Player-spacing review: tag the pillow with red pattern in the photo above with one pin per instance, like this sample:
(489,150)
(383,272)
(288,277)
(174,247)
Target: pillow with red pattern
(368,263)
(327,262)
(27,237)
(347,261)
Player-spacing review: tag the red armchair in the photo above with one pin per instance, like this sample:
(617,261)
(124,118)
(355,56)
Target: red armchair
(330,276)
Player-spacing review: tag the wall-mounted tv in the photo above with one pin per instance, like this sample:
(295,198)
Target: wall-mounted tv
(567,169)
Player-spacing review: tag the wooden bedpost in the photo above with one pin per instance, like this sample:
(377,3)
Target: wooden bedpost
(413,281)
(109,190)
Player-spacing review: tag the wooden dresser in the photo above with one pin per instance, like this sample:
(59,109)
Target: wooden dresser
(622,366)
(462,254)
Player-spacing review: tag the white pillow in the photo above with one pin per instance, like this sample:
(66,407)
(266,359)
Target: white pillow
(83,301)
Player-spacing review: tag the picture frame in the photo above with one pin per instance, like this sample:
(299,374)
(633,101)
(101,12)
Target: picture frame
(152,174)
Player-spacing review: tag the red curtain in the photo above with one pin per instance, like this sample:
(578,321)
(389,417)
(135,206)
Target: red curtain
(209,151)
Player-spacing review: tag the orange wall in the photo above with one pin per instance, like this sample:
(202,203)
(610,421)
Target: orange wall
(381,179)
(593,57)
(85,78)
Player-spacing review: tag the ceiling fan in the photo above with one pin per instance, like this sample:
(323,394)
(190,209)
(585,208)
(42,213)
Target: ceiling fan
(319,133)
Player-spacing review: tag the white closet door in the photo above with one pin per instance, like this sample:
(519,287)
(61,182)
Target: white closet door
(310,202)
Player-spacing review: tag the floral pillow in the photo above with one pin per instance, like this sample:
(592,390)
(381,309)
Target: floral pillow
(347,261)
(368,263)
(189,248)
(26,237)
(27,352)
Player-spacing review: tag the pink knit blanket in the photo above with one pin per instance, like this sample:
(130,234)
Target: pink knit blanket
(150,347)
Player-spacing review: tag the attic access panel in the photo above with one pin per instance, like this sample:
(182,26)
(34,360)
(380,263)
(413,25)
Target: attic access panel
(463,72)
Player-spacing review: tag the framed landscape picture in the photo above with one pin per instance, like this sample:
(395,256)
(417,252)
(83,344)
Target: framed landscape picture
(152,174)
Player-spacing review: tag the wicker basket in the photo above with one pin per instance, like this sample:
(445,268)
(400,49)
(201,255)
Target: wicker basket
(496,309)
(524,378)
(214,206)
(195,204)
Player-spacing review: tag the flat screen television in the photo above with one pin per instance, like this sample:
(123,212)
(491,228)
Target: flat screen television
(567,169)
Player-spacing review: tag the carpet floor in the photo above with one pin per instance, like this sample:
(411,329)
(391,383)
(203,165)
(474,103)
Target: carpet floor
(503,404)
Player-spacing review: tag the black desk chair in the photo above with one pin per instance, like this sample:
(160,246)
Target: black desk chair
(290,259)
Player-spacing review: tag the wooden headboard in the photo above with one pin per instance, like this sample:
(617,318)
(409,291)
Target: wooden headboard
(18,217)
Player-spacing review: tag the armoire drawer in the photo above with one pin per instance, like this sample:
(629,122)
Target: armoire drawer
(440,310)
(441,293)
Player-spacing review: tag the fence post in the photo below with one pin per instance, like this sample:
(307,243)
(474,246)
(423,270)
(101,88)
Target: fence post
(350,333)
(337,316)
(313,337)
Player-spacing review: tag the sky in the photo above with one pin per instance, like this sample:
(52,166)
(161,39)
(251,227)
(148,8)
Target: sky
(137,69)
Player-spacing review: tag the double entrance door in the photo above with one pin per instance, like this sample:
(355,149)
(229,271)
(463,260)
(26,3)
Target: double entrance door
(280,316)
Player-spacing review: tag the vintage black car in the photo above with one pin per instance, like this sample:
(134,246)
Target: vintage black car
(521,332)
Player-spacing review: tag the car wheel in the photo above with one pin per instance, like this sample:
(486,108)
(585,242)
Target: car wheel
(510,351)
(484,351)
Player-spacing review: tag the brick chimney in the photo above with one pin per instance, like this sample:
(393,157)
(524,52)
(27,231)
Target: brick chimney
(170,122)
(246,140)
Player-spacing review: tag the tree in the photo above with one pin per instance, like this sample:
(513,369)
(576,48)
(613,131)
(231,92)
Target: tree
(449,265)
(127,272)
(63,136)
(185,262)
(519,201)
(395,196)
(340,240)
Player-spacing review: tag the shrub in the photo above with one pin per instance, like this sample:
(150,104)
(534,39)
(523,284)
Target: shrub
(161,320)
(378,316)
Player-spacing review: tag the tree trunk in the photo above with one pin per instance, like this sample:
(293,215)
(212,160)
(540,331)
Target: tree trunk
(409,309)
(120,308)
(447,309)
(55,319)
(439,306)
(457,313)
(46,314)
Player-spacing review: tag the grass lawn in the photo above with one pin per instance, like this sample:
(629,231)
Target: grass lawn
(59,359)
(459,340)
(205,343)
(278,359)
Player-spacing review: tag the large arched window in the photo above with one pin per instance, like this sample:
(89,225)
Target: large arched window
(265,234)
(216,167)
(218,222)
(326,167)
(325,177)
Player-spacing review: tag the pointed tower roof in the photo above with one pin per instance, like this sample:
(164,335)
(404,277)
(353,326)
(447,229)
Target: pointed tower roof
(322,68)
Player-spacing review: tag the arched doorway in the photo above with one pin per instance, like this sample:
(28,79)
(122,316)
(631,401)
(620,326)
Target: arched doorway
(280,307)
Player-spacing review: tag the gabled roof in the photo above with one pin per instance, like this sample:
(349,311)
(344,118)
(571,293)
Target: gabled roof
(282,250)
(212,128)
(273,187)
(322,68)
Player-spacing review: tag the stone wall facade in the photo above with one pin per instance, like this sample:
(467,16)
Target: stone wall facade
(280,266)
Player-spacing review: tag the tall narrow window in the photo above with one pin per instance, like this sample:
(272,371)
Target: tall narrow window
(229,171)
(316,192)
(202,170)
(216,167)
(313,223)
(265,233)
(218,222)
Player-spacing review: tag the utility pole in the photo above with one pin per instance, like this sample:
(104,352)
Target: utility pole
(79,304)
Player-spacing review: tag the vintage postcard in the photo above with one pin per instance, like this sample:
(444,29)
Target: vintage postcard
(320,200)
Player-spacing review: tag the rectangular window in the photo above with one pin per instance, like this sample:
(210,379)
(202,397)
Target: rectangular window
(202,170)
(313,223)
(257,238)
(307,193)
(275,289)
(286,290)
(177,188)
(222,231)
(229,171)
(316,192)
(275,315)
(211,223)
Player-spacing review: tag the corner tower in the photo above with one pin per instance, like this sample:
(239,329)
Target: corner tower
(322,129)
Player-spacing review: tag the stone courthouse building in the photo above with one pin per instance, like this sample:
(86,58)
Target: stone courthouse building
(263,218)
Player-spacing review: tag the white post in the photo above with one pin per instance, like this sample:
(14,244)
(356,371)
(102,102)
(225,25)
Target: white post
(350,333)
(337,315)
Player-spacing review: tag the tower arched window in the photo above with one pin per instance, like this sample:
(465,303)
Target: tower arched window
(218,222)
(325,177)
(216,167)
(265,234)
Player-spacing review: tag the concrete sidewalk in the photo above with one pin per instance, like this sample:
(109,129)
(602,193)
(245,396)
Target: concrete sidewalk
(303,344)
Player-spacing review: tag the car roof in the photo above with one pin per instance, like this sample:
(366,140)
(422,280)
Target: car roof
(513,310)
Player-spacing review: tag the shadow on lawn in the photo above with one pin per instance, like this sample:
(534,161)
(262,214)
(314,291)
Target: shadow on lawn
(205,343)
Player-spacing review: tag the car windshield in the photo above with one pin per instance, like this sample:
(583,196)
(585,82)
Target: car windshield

• What you need to do:
From the line holding "Player-spacing review: tag the rectangular" down to the final line above, quote every line exactly and only those lines.

• Result:
Player-spacing review: tag the rectangular window in the photo above with one pin per instance, like this sample:
(210,379)
(202,397)
Target: rectangular window
(202,170)
(313,223)
(257,238)
(307,193)
(275,289)
(286,290)
(177,188)
(222,231)
(229,171)
(316,192)
(275,315)
(211,223)
Player-spacing review: tag the corner tower in the photo above with one pin per instance, like this sample:
(239,329)
Target: corner tower
(322,129)
Player-spacing review: tag the stone courthouse building in the photo above with one pin per instance, like this sample:
(86,58)
Target: stone courthouse building
(263,218)
Player-spacing review: tag the white post in the photo above with one pin per instance, like this sample:
(14,244)
(356,371)
(102,102)
(225,25)
Target: white post
(350,333)
(337,315)
Player-spacing review: tag the tower arched window in the photo above with one pin per instance, like this sample:
(465,303)
Target: tower arched window
(218,222)
(325,177)
(216,167)
(265,234)
Player-spacing review: tag the concrete sidewalk in the photo above with one pin per instance, like this sample:
(109,129)
(602,193)
(245,396)
Target: concrete sidewalk
(303,344)
Player-spacing review: tag the car roof in the photo above with one pin per instance, like this sample:
(366,140)
(422,280)
Target: car roof
(513,310)
Player-spacing review: tag the shadow on lawn in the photo above with one pin per instance, like this sample:
(534,161)
(262,214)
(314,291)
Target: shadow on lawn
(205,343)
Player-spacing review: tag the car windshield in the photo above with one pin per instance, like this sample:
(583,196)
(585,82)
Target: car windshield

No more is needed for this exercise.